● Objetivos
(A) As afirmações a seguir concordam com o texto sobre Direito Notarial? Responda sim ou não a cada uma e cite literalmente as palavras decisivas do texto.
(i) A nova lei reduz a segurança jurídica dos atos permitidos via escritura pública.
(ii) As serventias são fiscalizadas pela Corregedoria Geral de Justiça.
(iii) A sociedade quer apenas a desburocratização.
(B) Segundo o texto sobre Direito Notarial, em que repousa o valor do documento notarial?

Quanto à análise dos princípios constitucionais que norteiam o Direito Notarial, verifica-se sua eficácia imediata como garantidores da manutenção da segurança jurídica, principalmente em face da fé pública do tabelião e da presença indispensável do advogado aos atos realizados extrajudicialmente. Nesse sentido, evidente a importância de ter o procedimento notarial regras próprias e obedecer aos princípios e à operação específica da atividade notarial. Além da função de formalizar a vontade, os tabeliães têm a mesma atribuição que teria um juiz em um procedimento judicial desta natureza, uma vez que é um profissional do direito, capacitado a formalizar os atos consensuais das partes maiores e capazes, e idôneos para facilitar enormemente a vida privada. Assim, o valor do documento notarial repousa em sua executividade e eficácia preventiva, possibilitando a segurança jurídica.

De tudo isto, tem-se que a sociedade não quer apenas a desburocratização, mas exige também segurança em relação aos atos, razão por que é fundamental que se encontre o ponto de equilíbrio entre os dois pesos dessa balança. Este é o desafio que os cartórios aceitaram para enfrentar a burocracia estatal e oferecer mais celeridade, sem pôr em risco a segurança jurídica que os procedimentos buscam garantir.

Portanto, a nova lei não reduz a segurança jurídica dos atos por ela permitidos via escritura pública, ampliando o acesso à justiça. O motivo é simples: além de todos os princípios norteadores do Direito Notarial, não se excluíram – e nem poderia - da apreciação do judiciário os atos dos tabeliães. A separação, divórcio ou inventário por escritura pública estão sujeitos ao controle do Poder Judiciário, inclusive porque as respectivas serventias são fiscalizadas pela Corregedoria Geral de Justiça.

● Linhas fornecidas

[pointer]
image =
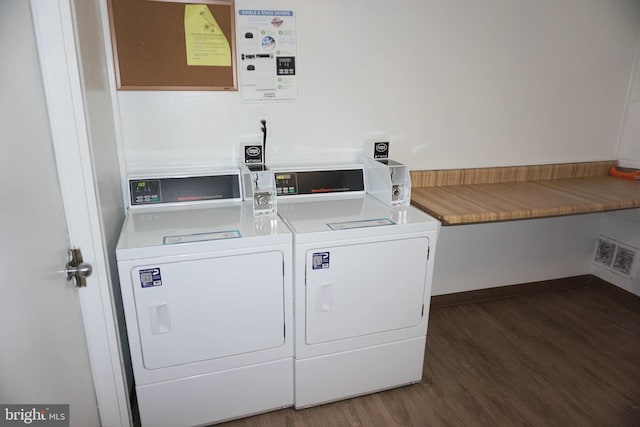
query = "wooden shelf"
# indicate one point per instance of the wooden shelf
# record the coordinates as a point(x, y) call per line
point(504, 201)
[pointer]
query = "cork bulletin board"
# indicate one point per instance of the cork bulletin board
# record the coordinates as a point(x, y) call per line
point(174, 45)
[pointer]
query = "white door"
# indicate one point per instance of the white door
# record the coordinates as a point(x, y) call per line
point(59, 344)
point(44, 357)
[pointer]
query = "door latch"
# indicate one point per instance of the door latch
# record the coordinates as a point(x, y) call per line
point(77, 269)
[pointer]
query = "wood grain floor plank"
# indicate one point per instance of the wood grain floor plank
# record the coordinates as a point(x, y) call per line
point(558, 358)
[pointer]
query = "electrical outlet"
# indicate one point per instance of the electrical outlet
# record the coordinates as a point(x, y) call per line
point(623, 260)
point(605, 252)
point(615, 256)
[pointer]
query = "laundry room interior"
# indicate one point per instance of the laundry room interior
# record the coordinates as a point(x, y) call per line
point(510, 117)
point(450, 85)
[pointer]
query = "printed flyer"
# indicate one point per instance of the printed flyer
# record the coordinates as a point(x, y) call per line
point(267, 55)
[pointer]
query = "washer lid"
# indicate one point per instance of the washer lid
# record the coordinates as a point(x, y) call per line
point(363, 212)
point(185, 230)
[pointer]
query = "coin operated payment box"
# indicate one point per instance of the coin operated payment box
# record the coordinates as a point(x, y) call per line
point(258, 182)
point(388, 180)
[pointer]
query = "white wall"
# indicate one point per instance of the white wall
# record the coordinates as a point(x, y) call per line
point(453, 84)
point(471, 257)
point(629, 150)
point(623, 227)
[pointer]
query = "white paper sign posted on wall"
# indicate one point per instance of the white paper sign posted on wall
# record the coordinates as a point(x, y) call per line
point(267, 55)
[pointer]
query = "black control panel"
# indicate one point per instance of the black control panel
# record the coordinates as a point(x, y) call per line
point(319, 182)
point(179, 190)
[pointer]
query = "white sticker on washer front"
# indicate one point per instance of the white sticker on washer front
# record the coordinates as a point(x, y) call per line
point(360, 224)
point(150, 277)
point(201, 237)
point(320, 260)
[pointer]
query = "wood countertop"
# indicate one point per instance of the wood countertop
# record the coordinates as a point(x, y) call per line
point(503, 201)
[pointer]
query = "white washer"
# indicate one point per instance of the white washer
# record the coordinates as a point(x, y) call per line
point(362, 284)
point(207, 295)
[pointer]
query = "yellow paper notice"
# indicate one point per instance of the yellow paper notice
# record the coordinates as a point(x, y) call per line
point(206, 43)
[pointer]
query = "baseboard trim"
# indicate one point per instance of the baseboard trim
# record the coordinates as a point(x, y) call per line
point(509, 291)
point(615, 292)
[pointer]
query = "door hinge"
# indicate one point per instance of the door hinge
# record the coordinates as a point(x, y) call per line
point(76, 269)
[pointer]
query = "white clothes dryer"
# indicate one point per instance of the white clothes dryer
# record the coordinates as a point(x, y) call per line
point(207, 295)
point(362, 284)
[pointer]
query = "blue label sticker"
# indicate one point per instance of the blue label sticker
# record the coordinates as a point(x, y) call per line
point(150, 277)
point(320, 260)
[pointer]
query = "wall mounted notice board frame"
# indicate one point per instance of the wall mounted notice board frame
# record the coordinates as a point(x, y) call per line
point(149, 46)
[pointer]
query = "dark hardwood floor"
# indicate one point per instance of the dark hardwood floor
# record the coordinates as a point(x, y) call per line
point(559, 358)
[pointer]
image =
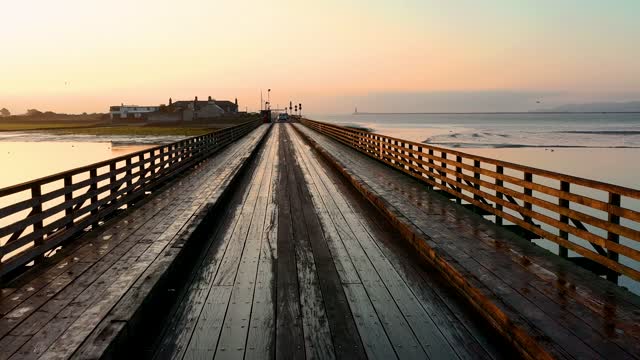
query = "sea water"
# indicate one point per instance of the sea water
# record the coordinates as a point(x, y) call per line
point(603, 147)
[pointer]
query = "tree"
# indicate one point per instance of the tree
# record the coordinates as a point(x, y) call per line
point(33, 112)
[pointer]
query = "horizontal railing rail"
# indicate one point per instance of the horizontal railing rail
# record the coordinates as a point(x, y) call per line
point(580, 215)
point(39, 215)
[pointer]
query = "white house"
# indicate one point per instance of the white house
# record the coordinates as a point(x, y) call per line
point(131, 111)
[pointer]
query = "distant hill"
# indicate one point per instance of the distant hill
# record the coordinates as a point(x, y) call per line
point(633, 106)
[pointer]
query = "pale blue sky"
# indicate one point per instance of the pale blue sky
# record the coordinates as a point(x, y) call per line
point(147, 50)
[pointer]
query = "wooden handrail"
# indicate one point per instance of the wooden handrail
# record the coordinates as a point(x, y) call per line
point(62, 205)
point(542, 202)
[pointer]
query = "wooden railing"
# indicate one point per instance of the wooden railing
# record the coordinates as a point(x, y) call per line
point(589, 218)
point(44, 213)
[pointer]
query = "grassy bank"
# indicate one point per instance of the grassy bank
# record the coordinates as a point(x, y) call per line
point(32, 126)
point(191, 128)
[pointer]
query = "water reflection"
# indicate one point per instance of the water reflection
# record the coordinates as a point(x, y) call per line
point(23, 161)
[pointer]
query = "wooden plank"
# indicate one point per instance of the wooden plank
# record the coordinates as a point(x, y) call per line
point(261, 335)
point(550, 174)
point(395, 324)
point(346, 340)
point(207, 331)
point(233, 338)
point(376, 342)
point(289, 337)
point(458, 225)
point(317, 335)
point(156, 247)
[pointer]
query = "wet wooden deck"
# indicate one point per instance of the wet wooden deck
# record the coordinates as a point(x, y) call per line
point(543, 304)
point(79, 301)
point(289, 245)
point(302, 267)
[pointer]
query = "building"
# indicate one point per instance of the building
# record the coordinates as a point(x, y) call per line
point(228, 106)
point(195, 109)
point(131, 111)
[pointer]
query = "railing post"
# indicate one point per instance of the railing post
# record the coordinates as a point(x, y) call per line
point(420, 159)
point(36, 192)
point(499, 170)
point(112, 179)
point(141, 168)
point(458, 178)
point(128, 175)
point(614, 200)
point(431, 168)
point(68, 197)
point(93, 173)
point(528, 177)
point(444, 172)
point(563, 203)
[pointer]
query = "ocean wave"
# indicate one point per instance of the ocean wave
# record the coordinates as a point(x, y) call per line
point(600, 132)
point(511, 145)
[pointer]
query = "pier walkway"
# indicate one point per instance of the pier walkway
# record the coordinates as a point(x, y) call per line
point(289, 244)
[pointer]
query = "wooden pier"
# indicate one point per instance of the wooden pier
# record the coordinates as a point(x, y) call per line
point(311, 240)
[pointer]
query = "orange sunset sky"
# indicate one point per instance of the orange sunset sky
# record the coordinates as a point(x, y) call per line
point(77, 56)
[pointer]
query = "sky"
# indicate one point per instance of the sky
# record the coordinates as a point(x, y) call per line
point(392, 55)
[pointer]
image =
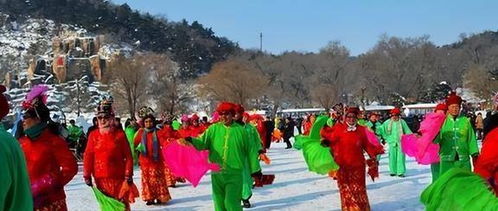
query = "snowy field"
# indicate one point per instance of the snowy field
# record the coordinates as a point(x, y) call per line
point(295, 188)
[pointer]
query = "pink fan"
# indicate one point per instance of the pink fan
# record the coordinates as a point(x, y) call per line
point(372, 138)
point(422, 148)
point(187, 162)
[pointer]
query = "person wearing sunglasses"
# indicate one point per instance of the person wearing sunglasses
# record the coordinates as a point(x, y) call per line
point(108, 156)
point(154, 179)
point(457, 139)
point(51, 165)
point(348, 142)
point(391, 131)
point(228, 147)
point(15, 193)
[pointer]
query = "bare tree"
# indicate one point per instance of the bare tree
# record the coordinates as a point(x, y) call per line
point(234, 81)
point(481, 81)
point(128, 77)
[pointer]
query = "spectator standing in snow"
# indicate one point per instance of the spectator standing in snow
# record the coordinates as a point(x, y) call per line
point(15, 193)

● Resultados finais
(A)
(i) Não: "a nova lei não reduz a segurança jurídica dos atos por ela permitidos via escritura pública"
(ii) Sim: "as respectivas serventias são fiscalizadas pela Corregedoria Geral de Justiça"
(iii) Não: "a sociedade não quer apenas a desburocratização, mas exige também segurança em relação aos atos"

(B) Em sua executividade e eficácia preventiva.